Exercise aim: Set down each record below precisely, skipping the pictures.
Task data Start Marker
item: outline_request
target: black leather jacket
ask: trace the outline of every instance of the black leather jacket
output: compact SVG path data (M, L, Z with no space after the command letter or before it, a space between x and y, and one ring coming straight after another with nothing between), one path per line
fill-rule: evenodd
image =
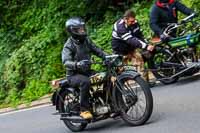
Task data End Marker
Solution for this problem:
item: outline_request
target: black leather jacket
ask: trace the outline of every instance of the black leather jacket
output: compact SVG path data (M, L, Z with no space after the command letter or before it, a space between x and y, and one ring coming straight after another with nothing between), one path per line
fill-rule: evenodd
image =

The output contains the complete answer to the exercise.